▶ **GOAL**: Rewrite every line of the data below as a Markdown table with the columns "Row" and "Line," numbering each row and omitting blank lines.

▶ **THE RECORDS**:
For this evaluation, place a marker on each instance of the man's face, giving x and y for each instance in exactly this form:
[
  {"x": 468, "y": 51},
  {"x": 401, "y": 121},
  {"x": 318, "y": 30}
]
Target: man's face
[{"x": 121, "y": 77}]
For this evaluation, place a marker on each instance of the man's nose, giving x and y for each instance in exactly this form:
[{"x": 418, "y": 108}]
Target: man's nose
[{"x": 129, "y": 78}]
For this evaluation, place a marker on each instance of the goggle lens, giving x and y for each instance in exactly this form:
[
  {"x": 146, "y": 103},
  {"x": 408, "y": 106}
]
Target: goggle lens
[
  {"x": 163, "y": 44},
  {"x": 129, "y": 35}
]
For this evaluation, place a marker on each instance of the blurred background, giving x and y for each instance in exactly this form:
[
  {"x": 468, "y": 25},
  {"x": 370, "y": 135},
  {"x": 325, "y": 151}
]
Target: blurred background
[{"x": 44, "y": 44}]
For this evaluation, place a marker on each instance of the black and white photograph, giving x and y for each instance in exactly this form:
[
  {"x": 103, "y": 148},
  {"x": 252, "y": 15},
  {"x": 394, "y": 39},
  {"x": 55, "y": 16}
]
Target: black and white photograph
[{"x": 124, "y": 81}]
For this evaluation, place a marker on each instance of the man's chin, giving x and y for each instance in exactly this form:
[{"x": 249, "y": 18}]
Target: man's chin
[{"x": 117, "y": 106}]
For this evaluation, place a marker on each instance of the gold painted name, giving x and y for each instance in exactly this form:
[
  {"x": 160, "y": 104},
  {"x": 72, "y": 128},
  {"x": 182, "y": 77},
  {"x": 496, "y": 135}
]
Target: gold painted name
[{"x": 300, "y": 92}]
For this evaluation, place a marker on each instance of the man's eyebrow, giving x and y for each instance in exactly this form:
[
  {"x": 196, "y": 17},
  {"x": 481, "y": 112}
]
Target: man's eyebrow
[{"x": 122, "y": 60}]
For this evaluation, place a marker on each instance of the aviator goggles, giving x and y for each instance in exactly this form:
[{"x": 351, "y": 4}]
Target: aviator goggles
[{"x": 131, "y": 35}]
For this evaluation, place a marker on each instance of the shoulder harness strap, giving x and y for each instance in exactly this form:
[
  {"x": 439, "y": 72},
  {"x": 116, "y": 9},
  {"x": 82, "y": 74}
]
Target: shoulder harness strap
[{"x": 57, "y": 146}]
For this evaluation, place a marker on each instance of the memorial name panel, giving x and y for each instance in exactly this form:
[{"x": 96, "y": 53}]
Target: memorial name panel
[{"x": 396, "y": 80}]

▶ **RESPONSE TO THE TASK**:
| Row | Line |
|---|---|
| 1 | For this evaluation, place a marker on each instance of the man's face, giving x and y for each instance in exactly this form: |
| 2 | [ |
| 3 |   {"x": 468, "y": 51}, |
| 4 |   {"x": 401, "y": 121}, |
| 5 |   {"x": 318, "y": 30} |
| 6 | ] |
| 7 | Target: man's face |
| 8 | [{"x": 121, "y": 77}] |
| 9 | For this evaluation, place a marker on each instance of the man's nose, giving x and y for each instance in exactly this form: |
| 10 | [{"x": 418, "y": 108}] |
| 11 | Target: man's nose |
| 12 | [{"x": 129, "y": 78}] |
| 13 | For this evaluation, place a marker on each instance of the goggle lens, giving x and y for each instance in exactly this form: |
| 14 | [ |
| 15 |   {"x": 146, "y": 103}, |
| 16 |   {"x": 408, "y": 106} |
| 17 | ] |
| 18 | Target: goggle lens |
| 19 | [ |
| 20 |   {"x": 163, "y": 44}, |
| 21 |   {"x": 129, "y": 35} |
| 22 | ] |
| 23 | For this evaluation, place a marker on each instance of the blurred background, giving x and y for each instance in exactly this form: |
| 24 | [ |
| 25 |   {"x": 468, "y": 25}, |
| 26 |   {"x": 370, "y": 135}, |
| 27 |   {"x": 325, "y": 151} |
| 28 | ] |
| 29 | Target: blurred background |
| 30 | [{"x": 44, "y": 44}] |
| 31 | For this evaluation, place a marker on each instance of the black and white photograph, giving x and y for each instance in exactly this form: |
| 32 | [ |
| 33 |   {"x": 103, "y": 148}, |
| 34 |   {"x": 252, "y": 15}, |
| 35 |   {"x": 394, "y": 39}, |
| 36 |   {"x": 55, "y": 16} |
| 37 | ] |
| 38 | Target: black and white photograph |
| 39 | [{"x": 124, "y": 81}] |
| 40 | For this evaluation, place a marker on each instance of the man's chin, giving x and y for each instance in exactly this form: |
| 41 | [{"x": 249, "y": 18}] |
| 42 | Target: man's chin |
| 43 | [{"x": 117, "y": 106}] |
| 44 | For this evaluation, place a marker on each instance of the gold painted name, giving x and y for each instance in exactly this form: |
| 45 | [ |
| 46 |   {"x": 160, "y": 104}, |
| 47 |   {"x": 72, "y": 128}, |
| 48 |   {"x": 182, "y": 77}, |
| 49 |   {"x": 496, "y": 135} |
| 50 | ] |
| 51 | Target: gold painted name |
| 52 | [{"x": 300, "y": 92}] |
| 53 | For this evaluation, place a marker on each instance of the man's eyebrow, giving x and y for each instance in exactly this form: |
| 54 | [ |
| 55 |   {"x": 196, "y": 17}, |
| 56 |   {"x": 481, "y": 112} |
| 57 | ] |
| 58 | Target: man's eyebrow |
| 59 | [{"x": 122, "y": 60}] |
| 60 | For this evaluation, place a marker on each instance of the aviator goggles, giving x and y for each instance in exactly this form: |
| 61 | [{"x": 351, "y": 4}] |
| 62 | Target: aviator goggles |
| 63 | [{"x": 131, "y": 35}] |
| 64 | For this evaluation, place a marker on each instance of the shoulder harness strap, giving x and y for each instance in exactly this form: |
| 65 | [ |
| 66 |   {"x": 439, "y": 72}, |
| 67 |   {"x": 116, "y": 9}, |
| 68 |   {"x": 82, "y": 74} |
| 69 | ] |
| 70 | Target: shoulder harness strap |
| 71 | [{"x": 57, "y": 146}] |
| 72 | For this evaluation, place a marker on each instance of the memorial name panel, giving x and y for each instance in exactly this form: |
| 73 | [{"x": 96, "y": 53}] |
| 74 | Target: memorial name panel |
| 75 | [{"x": 396, "y": 80}] |